Extracted records:
————————
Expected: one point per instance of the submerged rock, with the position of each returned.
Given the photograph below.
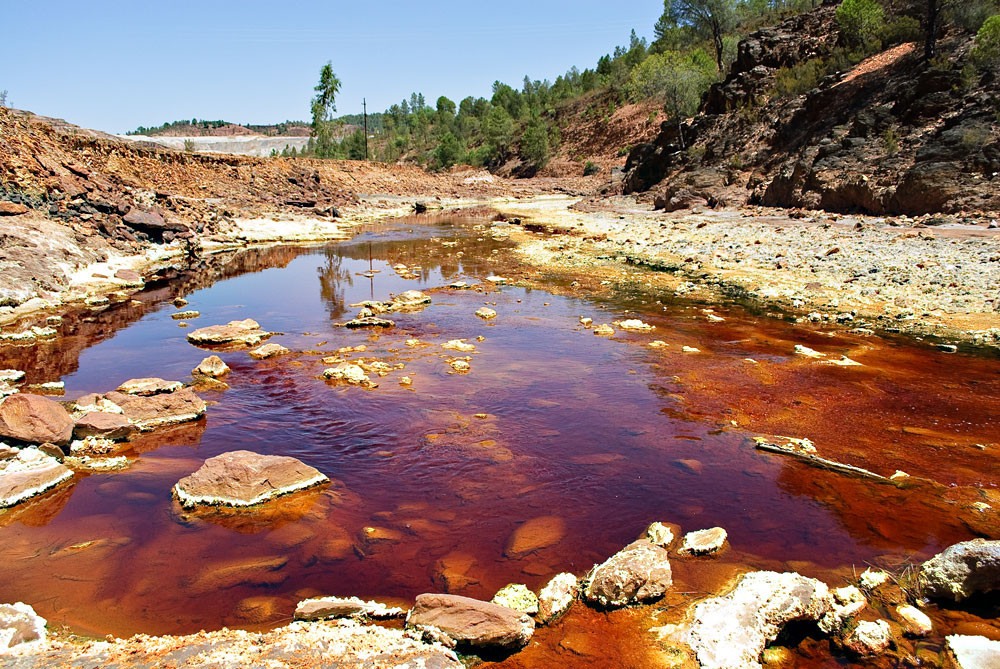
(153, 411)
(212, 366)
(732, 631)
(149, 386)
(268, 351)
(244, 478)
(35, 419)
(19, 624)
(470, 622)
(28, 473)
(557, 596)
(974, 652)
(961, 570)
(321, 608)
(703, 542)
(516, 596)
(246, 332)
(639, 572)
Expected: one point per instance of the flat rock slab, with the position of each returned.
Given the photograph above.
(153, 411)
(471, 622)
(639, 572)
(732, 631)
(246, 332)
(244, 478)
(149, 386)
(113, 426)
(35, 419)
(962, 570)
(29, 473)
(974, 652)
(322, 608)
(342, 644)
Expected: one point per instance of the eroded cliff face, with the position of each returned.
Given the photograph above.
(889, 136)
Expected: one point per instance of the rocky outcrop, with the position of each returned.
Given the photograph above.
(639, 572)
(300, 644)
(732, 631)
(35, 419)
(246, 333)
(19, 625)
(244, 478)
(28, 473)
(323, 608)
(466, 622)
(962, 570)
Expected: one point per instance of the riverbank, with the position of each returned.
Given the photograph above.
(935, 278)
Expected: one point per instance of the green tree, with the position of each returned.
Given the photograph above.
(498, 133)
(323, 107)
(711, 19)
(861, 22)
(676, 78)
(986, 53)
(449, 151)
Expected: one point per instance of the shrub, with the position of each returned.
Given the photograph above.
(986, 53)
(860, 22)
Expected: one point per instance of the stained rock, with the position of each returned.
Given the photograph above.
(35, 419)
(974, 652)
(246, 332)
(535, 534)
(28, 473)
(516, 596)
(268, 351)
(557, 596)
(149, 386)
(732, 631)
(471, 622)
(486, 313)
(212, 366)
(153, 411)
(638, 572)
(19, 624)
(960, 570)
(243, 478)
(111, 426)
(703, 542)
(322, 608)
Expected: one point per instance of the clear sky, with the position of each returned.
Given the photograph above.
(115, 65)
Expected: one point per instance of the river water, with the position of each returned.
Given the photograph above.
(589, 437)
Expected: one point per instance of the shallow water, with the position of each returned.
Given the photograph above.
(551, 423)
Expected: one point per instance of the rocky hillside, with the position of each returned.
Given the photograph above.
(889, 136)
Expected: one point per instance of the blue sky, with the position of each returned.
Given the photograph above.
(117, 65)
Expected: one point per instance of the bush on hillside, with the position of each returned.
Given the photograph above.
(861, 22)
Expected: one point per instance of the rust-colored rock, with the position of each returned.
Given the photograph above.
(35, 419)
(102, 424)
(244, 478)
(471, 622)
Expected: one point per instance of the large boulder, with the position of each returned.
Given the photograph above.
(732, 631)
(638, 572)
(28, 473)
(244, 478)
(962, 570)
(103, 424)
(19, 624)
(153, 411)
(35, 419)
(471, 622)
(246, 332)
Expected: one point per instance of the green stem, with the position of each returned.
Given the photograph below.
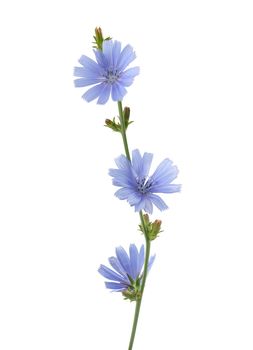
(138, 302)
(147, 250)
(123, 130)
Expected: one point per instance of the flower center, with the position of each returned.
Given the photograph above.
(143, 184)
(111, 76)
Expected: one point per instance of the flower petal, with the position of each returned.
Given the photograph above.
(158, 202)
(93, 92)
(104, 95)
(148, 206)
(110, 274)
(151, 261)
(116, 53)
(124, 193)
(135, 198)
(117, 266)
(118, 91)
(163, 170)
(141, 259)
(122, 162)
(85, 82)
(128, 76)
(126, 57)
(170, 188)
(116, 287)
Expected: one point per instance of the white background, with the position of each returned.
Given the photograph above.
(59, 219)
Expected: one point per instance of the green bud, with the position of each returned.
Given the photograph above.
(126, 114)
(152, 229)
(99, 39)
(113, 125)
(131, 294)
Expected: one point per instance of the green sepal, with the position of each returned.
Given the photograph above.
(152, 228)
(99, 39)
(113, 125)
(116, 126)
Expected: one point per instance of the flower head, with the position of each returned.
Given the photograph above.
(108, 73)
(137, 187)
(128, 269)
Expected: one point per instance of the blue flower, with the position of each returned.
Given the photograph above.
(128, 269)
(108, 74)
(137, 187)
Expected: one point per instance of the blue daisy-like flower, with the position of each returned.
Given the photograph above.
(108, 73)
(127, 273)
(137, 187)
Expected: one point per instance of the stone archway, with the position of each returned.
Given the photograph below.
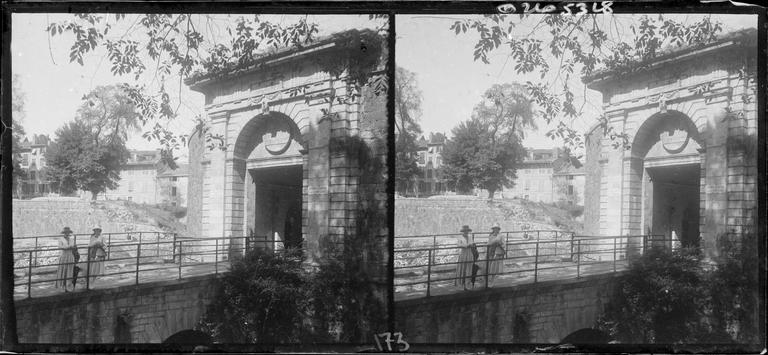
(665, 169)
(267, 173)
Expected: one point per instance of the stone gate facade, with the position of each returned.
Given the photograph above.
(691, 168)
(305, 150)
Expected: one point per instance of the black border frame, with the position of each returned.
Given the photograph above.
(393, 9)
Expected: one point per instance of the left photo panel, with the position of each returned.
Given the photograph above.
(200, 178)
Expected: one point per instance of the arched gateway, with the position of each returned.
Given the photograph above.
(288, 176)
(691, 167)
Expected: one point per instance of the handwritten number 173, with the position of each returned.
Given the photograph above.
(388, 340)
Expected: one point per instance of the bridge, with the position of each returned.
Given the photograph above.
(154, 285)
(553, 284)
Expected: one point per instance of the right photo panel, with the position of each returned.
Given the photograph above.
(587, 179)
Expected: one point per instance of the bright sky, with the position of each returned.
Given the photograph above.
(452, 83)
(53, 86)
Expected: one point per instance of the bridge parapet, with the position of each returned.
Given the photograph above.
(426, 265)
(146, 313)
(131, 259)
(543, 312)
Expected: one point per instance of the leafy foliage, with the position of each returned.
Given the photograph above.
(578, 44)
(162, 47)
(407, 129)
(659, 301)
(473, 159)
(263, 299)
(733, 290)
(485, 150)
(76, 161)
(110, 113)
(17, 135)
(671, 297)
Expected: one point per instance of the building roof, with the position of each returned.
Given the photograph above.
(276, 56)
(143, 157)
(181, 170)
(37, 140)
(434, 139)
(670, 54)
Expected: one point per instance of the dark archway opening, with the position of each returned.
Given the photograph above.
(189, 337)
(586, 336)
(675, 202)
(277, 204)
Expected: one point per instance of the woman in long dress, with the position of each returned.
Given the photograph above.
(96, 254)
(66, 260)
(466, 257)
(495, 254)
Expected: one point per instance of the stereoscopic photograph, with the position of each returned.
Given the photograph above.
(577, 178)
(198, 178)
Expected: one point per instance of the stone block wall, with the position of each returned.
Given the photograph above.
(554, 309)
(147, 313)
(39, 218)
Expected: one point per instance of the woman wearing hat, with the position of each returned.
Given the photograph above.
(466, 257)
(66, 260)
(96, 254)
(495, 254)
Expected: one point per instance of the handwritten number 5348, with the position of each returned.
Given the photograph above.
(387, 338)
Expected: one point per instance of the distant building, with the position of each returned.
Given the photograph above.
(33, 182)
(546, 175)
(568, 181)
(172, 185)
(534, 176)
(430, 160)
(145, 179)
(138, 178)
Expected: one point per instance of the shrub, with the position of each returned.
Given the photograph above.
(263, 299)
(659, 300)
(672, 297)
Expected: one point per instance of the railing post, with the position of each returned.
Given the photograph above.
(35, 252)
(87, 270)
(429, 271)
(181, 257)
(109, 244)
(536, 264)
(614, 254)
(578, 260)
(29, 274)
(487, 269)
(138, 256)
(216, 257)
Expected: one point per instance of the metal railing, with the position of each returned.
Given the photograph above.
(421, 266)
(144, 257)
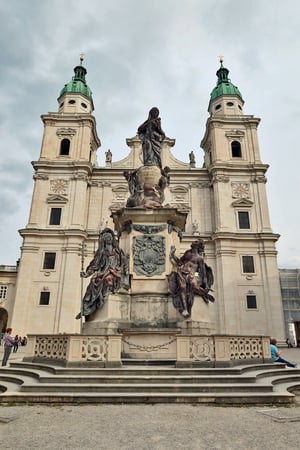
————————
Exercise goal: Once the line with "Expected: one point per instance of the flower center, with" is found in the records above, print exactly that line and every line after it through the line with "Expected: one point per instance of the flower petal, with".

Reply:
Expected: one point per instance of the flower center, with the position of each returned.
Given the photograph above.
(143, 184)
(111, 76)
Expected: one point per instance of the flower petal, with the position of each returned.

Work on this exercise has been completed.